▶ _SELECTED EXTRACT_:
• • • •
I just got a csv file that I want to load the dataset as dataframe using pandas. However, I'm kinda confused this data format.
Here is the sample of data for two lines:
Name=John, Gender=M, BloodType=A, Location=New York, Age=18
Name=Mary, Gender=F, BloodType=AB, Location=Seatle, Age=30
How do I load this dataset into dataframe with columns (Name, Gender, BloodType,...etc)?
I will appreciate that someone gives me tips to start with!
Use read_csv
with header=None
first:
import pandas as pd
temp=u"""Name=John,Gender=M,BloodType=A,Location=New York,Age=18
Name=Mary,Gender=F,BloodType=AB,Location=Seatle,Age=30"""
#after testing replace 'pd.compat.StringIO(temp)' to 'filename.csv'
df = pd.read_csv(pd.compat.StringIO(temp), header=None)
print (df)
• • • •
▶ _Saved items_:

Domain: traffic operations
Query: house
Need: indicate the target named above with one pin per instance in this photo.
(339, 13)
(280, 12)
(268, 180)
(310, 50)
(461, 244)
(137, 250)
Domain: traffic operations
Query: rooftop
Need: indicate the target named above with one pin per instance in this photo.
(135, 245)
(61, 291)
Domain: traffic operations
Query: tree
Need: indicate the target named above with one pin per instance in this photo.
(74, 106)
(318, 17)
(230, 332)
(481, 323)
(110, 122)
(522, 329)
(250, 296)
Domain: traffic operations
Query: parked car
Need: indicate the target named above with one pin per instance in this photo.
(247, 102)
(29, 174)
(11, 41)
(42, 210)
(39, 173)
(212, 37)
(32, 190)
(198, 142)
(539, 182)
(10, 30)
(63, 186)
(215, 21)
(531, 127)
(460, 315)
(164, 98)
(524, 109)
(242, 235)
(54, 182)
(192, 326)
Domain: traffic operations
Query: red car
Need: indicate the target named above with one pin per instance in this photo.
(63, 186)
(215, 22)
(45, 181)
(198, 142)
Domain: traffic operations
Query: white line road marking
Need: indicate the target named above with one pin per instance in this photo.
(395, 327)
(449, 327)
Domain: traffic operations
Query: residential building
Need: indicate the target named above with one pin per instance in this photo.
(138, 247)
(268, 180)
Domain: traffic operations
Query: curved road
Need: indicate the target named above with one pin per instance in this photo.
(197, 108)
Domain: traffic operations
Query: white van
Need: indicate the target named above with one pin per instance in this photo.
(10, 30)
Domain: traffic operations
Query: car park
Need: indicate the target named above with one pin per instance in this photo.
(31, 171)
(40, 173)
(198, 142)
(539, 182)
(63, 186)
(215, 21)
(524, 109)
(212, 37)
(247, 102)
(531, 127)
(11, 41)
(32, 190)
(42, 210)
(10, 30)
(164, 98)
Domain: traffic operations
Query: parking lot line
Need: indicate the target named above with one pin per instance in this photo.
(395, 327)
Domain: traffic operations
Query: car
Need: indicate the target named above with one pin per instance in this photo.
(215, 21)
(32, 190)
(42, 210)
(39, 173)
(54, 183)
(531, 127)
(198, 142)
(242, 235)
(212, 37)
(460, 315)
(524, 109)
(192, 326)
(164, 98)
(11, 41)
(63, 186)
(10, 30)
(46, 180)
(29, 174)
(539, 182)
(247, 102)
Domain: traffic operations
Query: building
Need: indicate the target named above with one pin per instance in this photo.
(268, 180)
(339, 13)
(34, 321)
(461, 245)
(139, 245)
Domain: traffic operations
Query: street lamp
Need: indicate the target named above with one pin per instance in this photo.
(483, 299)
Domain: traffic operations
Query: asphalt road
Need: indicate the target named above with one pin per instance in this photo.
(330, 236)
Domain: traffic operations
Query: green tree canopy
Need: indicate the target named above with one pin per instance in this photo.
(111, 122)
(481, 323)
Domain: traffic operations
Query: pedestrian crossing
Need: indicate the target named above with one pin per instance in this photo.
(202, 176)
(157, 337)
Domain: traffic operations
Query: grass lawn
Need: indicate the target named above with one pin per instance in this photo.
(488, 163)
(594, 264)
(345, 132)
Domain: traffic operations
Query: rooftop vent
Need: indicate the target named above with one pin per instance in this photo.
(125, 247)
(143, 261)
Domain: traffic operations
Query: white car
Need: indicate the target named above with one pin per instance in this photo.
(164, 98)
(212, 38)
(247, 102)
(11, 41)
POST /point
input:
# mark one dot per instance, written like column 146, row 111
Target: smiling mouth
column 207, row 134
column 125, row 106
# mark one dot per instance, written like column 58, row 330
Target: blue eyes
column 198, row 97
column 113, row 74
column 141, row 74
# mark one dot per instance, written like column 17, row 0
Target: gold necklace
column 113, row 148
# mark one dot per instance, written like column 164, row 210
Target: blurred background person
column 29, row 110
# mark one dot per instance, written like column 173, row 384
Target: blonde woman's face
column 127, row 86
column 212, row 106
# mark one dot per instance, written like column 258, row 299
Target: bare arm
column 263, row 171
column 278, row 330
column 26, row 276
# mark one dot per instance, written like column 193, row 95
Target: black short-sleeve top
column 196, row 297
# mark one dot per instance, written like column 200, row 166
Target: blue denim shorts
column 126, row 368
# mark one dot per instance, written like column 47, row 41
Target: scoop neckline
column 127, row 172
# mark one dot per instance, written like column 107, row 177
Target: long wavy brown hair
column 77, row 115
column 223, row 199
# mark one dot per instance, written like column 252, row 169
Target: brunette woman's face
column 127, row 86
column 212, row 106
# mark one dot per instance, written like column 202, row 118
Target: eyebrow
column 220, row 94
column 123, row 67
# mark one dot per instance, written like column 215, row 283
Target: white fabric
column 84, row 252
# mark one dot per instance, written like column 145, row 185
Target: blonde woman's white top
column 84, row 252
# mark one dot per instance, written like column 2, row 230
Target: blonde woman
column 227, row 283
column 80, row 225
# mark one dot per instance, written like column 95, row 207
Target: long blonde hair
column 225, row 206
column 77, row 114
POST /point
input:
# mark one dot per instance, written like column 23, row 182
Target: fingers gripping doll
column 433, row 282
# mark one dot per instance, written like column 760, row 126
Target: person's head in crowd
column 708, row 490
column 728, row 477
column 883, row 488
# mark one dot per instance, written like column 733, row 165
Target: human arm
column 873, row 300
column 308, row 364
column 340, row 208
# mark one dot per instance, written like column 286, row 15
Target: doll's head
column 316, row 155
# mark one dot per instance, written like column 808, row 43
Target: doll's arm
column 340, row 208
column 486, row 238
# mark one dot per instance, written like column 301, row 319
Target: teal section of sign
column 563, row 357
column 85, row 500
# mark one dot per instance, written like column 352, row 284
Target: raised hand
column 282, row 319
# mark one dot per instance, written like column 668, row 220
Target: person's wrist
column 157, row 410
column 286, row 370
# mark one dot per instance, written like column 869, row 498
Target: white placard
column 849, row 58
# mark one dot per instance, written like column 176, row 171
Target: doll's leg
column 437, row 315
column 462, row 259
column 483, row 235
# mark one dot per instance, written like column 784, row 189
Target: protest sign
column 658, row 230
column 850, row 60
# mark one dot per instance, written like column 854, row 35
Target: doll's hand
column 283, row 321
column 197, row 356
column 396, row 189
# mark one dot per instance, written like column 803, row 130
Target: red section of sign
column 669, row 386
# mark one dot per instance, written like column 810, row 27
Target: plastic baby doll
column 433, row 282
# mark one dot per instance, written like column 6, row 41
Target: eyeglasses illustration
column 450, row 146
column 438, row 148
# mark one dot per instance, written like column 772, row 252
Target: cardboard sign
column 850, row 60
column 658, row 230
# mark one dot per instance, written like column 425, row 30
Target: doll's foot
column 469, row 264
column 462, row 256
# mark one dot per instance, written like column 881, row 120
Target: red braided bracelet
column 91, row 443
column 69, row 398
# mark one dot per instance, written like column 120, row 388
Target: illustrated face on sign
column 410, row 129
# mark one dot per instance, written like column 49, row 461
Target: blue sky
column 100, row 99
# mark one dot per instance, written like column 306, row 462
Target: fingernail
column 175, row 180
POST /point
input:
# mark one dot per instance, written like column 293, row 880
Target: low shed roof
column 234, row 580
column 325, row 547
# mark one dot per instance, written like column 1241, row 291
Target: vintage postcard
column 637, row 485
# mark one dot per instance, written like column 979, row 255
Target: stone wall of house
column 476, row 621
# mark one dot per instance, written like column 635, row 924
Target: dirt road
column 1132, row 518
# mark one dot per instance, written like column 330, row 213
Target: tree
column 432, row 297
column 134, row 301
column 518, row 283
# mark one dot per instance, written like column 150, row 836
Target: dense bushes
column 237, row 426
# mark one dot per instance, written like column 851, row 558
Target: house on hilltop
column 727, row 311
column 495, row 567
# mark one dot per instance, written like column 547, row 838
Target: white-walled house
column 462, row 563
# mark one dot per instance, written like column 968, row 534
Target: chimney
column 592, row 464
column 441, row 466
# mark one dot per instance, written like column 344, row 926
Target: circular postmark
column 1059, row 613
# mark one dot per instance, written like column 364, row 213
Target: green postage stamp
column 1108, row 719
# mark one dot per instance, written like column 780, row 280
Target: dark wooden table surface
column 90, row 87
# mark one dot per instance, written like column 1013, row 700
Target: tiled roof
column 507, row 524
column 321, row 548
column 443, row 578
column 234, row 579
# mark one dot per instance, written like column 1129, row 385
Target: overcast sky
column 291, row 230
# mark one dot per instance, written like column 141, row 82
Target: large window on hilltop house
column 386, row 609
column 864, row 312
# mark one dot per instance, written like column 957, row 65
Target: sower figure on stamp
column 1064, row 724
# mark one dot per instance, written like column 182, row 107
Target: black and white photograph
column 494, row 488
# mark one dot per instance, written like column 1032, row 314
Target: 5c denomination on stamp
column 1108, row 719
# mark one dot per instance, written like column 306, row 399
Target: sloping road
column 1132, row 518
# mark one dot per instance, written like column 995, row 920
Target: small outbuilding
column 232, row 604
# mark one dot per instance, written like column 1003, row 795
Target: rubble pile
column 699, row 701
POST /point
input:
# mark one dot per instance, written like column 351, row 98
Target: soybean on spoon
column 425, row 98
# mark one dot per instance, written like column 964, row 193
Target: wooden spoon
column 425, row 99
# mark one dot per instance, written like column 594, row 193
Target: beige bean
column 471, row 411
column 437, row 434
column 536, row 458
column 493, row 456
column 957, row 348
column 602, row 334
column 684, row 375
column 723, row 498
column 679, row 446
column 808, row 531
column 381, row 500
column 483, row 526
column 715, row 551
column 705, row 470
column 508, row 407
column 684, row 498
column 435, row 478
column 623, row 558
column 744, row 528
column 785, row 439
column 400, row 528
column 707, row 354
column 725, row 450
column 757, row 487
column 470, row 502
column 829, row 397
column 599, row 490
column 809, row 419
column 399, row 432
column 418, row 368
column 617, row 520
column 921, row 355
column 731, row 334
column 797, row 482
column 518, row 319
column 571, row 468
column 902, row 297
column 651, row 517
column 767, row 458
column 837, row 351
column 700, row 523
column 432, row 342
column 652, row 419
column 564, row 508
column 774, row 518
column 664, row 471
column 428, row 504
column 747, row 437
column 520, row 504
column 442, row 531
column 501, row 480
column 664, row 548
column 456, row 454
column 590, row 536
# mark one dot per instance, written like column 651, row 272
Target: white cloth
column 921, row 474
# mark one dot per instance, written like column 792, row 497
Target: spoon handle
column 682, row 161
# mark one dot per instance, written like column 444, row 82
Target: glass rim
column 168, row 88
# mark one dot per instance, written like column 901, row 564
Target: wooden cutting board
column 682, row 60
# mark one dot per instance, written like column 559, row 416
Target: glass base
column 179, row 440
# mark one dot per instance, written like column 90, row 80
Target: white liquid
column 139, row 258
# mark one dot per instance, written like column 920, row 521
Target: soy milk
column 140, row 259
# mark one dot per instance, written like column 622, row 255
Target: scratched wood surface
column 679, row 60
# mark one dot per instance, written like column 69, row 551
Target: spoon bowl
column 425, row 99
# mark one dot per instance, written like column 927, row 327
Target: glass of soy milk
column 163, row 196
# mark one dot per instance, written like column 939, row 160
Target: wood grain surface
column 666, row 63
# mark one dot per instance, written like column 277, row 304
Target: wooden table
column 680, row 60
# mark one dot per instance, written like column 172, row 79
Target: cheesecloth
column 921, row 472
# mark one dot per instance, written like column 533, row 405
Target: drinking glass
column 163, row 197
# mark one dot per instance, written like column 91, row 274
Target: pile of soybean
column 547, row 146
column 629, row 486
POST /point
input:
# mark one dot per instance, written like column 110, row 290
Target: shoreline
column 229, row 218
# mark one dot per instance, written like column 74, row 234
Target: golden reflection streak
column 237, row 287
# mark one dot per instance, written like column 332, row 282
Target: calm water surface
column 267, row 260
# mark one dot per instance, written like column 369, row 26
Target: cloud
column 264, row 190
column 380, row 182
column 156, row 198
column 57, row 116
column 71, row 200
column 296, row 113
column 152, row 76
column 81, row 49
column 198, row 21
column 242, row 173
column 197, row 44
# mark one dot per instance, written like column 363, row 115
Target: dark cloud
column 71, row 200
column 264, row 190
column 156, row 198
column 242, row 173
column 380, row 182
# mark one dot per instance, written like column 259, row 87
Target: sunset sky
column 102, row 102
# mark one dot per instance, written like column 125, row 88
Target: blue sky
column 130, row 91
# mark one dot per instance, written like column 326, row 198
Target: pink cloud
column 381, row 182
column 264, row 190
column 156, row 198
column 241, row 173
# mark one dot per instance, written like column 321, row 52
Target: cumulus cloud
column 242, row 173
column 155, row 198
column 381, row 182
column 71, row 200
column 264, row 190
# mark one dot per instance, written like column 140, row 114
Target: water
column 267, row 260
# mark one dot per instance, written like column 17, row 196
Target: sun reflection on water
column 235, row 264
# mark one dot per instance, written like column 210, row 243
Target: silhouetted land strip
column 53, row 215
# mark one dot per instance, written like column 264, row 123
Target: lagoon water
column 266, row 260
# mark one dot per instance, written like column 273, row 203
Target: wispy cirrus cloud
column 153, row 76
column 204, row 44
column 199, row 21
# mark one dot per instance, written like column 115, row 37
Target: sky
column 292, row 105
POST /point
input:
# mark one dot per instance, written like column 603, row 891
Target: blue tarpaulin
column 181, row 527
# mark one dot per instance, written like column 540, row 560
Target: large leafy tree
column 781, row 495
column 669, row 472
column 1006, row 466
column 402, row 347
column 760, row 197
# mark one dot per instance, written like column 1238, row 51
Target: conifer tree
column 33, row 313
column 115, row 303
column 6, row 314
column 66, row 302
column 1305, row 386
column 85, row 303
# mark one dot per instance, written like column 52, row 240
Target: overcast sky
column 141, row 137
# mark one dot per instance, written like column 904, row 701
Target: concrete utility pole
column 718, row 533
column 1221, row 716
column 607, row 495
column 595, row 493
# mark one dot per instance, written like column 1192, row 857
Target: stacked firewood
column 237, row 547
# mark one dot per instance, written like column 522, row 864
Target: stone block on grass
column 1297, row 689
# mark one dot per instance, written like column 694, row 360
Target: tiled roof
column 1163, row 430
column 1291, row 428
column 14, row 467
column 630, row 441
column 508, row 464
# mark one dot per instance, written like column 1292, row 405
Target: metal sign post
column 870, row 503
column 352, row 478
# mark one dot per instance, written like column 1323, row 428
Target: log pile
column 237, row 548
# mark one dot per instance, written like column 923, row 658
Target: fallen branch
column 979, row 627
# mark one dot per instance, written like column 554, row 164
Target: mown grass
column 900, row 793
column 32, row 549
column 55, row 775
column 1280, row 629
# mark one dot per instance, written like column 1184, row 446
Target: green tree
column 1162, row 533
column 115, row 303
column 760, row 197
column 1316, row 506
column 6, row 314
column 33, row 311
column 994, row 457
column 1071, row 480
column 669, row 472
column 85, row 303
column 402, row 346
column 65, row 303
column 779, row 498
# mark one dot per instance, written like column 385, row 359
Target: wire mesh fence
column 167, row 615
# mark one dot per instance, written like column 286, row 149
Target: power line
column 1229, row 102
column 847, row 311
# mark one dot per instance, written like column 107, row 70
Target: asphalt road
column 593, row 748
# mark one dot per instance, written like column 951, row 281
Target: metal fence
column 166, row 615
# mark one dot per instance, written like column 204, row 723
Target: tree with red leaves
• • • •
▶ _GIVEN EXERCISE_: In the thread on loading a CSV file with pandas, what value does the reply give the header argument of read_csv? You won't need the records for this.

▶ _PROBLEM SOLUTION_: None (header=None).